* Work request
An exact copy of all the data is required, with pictures left out.

* Source material
──────────

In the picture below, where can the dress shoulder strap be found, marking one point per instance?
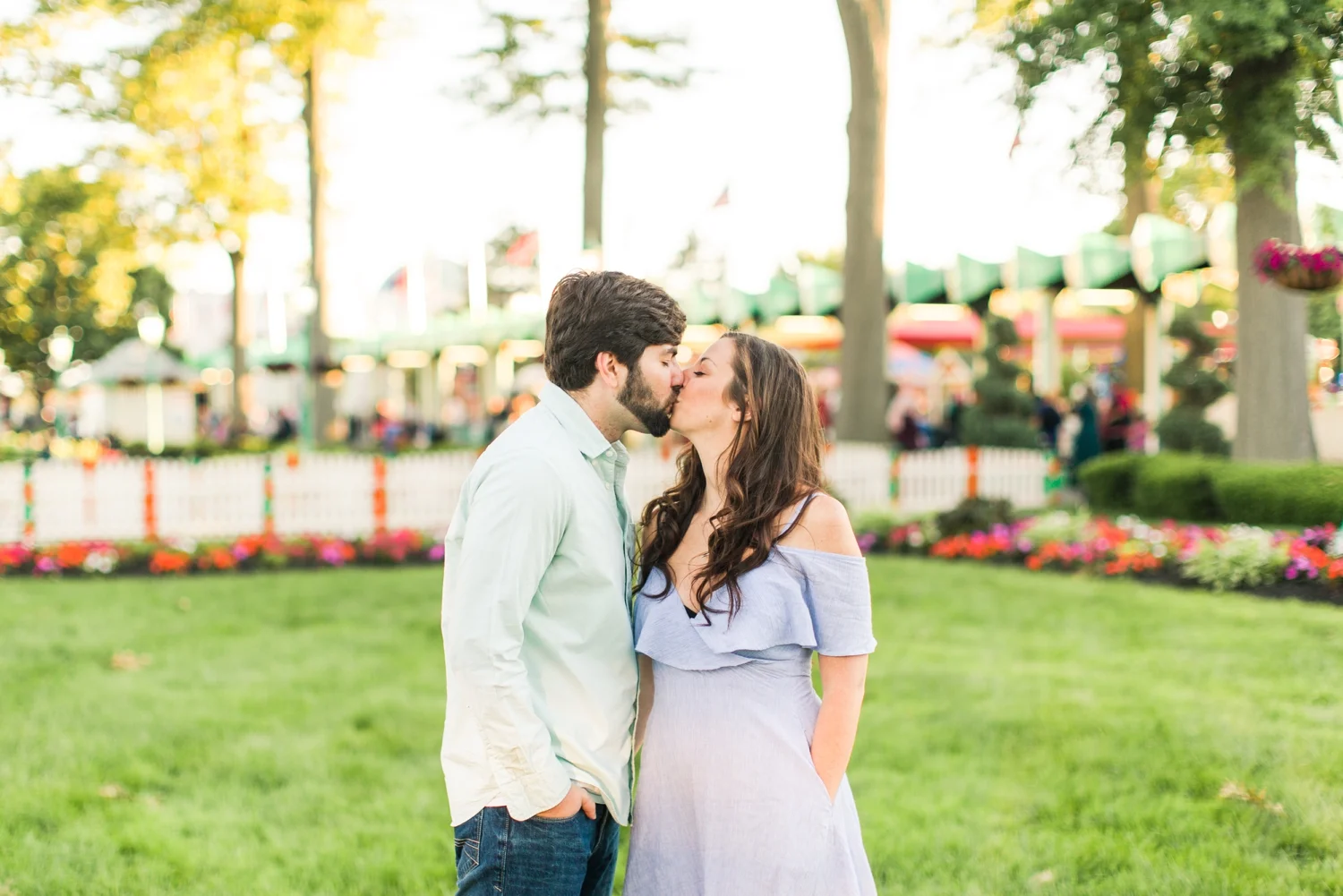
(798, 512)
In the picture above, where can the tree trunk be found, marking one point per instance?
(322, 410)
(867, 30)
(1142, 193)
(242, 337)
(1272, 407)
(595, 70)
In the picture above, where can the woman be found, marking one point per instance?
(748, 567)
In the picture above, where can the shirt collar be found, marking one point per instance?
(577, 422)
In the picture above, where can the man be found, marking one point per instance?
(542, 675)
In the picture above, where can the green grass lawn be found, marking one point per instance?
(284, 737)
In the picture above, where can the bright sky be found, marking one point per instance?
(414, 168)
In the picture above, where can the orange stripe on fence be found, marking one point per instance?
(30, 525)
(150, 516)
(379, 493)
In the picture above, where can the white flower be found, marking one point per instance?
(99, 562)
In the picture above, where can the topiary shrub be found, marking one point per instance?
(1108, 482)
(1197, 384)
(1001, 415)
(974, 515)
(1176, 487)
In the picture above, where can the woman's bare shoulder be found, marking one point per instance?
(824, 527)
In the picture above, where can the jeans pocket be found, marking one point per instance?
(466, 842)
(558, 821)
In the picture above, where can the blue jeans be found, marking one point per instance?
(499, 856)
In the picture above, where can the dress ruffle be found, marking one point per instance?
(798, 598)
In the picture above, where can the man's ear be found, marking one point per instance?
(609, 368)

──────────

* Answer for the task
In the picture below, where can the dress shoulder strap be found, marking one point per instance?
(798, 512)
In the picture above, where can the tree trunk be found, marking one point per instance?
(322, 410)
(867, 30)
(1142, 193)
(242, 337)
(1272, 407)
(595, 70)
In the picture above, where can the woman be found, marking one point per instance?
(748, 567)
In the picture above, where can the shirt collar be found, marking one point per instance?
(577, 422)
In the picture above, where can the man be found, marking one point per instance?
(542, 675)
In the picture above, where can the green grass lawn be found, marking one point per instance?
(284, 737)
In the picture above, where can the bright sky be found, marking one point per instance?
(414, 168)
In the picture above, where can the orange stripe on fence be found, marking one point per instance?
(30, 525)
(150, 516)
(379, 493)
In the picture above, where can the white flower be found, marking one point per instance?
(99, 562)
In the picture above, where can the topiary shrub be found, marking one point per instance?
(1108, 482)
(1197, 384)
(1001, 415)
(974, 515)
(1176, 487)
In the picture above, where can the woman's bare shoulder be found, marking one point per instance?
(824, 527)
In the picture above, where can the jeans pocket be found, marking one point per instance?
(466, 842)
(558, 821)
In the picture above, where can the blue jeans be found, marking one point per instance?
(499, 856)
In the picture above, where can the dress ruffle be found, marking one point per instance?
(798, 598)
In the picture above, where can the man's ear be found, marking one point per instance?
(609, 368)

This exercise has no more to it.